- Source text:

PRESENTED ON 02-14-09

 

       In the last sermon we discussed Christ’s teachings about asking, seeking and knocking. Jesus follows this up by saying the following:

       Matthew 7:12: So in everything, do to others what you would have them do to you, for this sums up the Law and the Prophets.

       Back when we use to have “Spokesmen Club” in the church we were taught to begin our speeches with an SPS, a Specific Purpose Statement.  An SPS would provide listeners with an overview of what we were about to present.  It would provide the audience with the direction we were going with our presentation.  It would provide focus and throw a spotlight on the essence of what we were about to say. We were also taught to have a summery statement wherein we provided a conclusion relative to what we had discussed in our speech.

       When Jesus said “Do to others as you would have them do to you,” He provided an SPS and summery statement all rolled into one relative to what He was teaching in the Sermon on the Mount.  This is a pivotal statement in the Sermon on the Mount.  It virtually is a pivotal statement of His entire ministry relative to His teaching us how we are to live.  This statement summarizes the law and the prophets.   For Jesus to make a statement that summarizes the law and the prophets is to make a statement of extraordinary significance.  We are talking here about the Torah, the revered law given to Moses at Mount Sinai.  We are talking here about the great amount of rhetoric delivered by dozens of prophets throughout Israel’s history.

- Source data:
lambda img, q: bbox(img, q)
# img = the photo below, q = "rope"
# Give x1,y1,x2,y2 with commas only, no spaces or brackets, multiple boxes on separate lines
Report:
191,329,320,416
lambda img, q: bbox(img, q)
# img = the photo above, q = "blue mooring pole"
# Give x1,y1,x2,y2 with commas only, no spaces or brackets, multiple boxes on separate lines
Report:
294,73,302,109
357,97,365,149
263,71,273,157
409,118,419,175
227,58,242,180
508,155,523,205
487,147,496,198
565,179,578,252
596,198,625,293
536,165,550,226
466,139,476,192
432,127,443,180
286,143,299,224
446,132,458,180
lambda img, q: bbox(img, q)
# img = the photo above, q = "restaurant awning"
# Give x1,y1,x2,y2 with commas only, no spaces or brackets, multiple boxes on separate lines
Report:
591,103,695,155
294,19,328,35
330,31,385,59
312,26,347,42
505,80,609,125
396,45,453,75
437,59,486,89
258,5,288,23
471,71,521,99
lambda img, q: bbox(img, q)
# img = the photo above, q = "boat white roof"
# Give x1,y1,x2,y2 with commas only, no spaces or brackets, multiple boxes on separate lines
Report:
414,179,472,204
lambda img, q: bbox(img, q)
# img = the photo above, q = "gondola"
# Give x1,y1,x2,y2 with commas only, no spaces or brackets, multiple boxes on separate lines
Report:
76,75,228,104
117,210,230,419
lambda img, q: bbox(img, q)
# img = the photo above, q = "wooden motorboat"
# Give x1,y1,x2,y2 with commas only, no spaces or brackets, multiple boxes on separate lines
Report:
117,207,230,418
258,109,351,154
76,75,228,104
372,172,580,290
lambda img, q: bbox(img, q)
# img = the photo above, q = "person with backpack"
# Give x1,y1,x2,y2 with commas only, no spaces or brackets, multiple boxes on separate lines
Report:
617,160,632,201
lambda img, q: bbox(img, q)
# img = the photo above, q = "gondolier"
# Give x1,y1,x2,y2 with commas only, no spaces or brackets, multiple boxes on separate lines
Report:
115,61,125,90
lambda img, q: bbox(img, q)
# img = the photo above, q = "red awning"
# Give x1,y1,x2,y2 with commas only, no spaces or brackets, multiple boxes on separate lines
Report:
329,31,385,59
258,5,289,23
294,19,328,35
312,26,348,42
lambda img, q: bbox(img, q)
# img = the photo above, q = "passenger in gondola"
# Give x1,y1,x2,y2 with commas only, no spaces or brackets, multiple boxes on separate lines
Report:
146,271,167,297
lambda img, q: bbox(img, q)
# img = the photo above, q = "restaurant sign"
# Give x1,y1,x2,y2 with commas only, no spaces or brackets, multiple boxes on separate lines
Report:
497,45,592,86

- Set task 1:
Decide whether each statement agrees with the sermon: (a) The speaker's Spokesmen Club taught members to open speeches with a Specific Purpose Statement. (b) The sermon says the Torah was given to Moses at Mount Sinai. (c) The sermon says the previous sermon covered the Lord's Prayer. For each, answer yes or no and quote the words of the sermon that settle it.
- Set task 2:
Copy out the part of the entries that opens with their first line and closes with the line containing "471,71,521,99", keeping every line unchanged.
The sermon and the entries have nothing to do with each other.

- Task result 1:
(a) Yes: "we were taught to begin our speeches with an SPS, a Specific Purpose Statement."
(b) Yes: "the revered law given to Moses at Mount Sinai."
(c) No: "In the last sermon we discussed Christ’s teachings about asking, seeking and knocking."

- Task result 2:
lambda img, q: bbox(img, q)
# img = the photo below, q = "rope"
# Give x1,y1,x2,y2 with commas only, no spaces or brackets, multiple boxes on separate lines
Report:
191,329,320,416
lambda img, q: bbox(img, q)
# img = the photo above, q = "blue mooring pole"
# Give x1,y1,x2,y2 with commas only, no spaces or brackets, multiple boxes on separate lines
Report:
294,73,302,109
357,97,365,149
263,71,273,157
409,118,419,175
227,58,242,180
508,155,523,205
487,147,496,198
565,179,578,252
596,198,625,293
536,165,550,226
466,139,476,192
432,127,443,180
286,143,299,224
446,132,458,180
lambda img, q: bbox(img, q)
# img = the photo above, q = "restaurant awning"
# Give x1,y1,x2,y2 with commas only, no spaces or brackets, multiple boxes on separate lines
Report:
591,103,695,155
294,19,328,35
330,31,385,59
312,26,347,42
505,80,609,125
396,45,453,75
437,59,486,89
258,5,288,23
471,71,521,99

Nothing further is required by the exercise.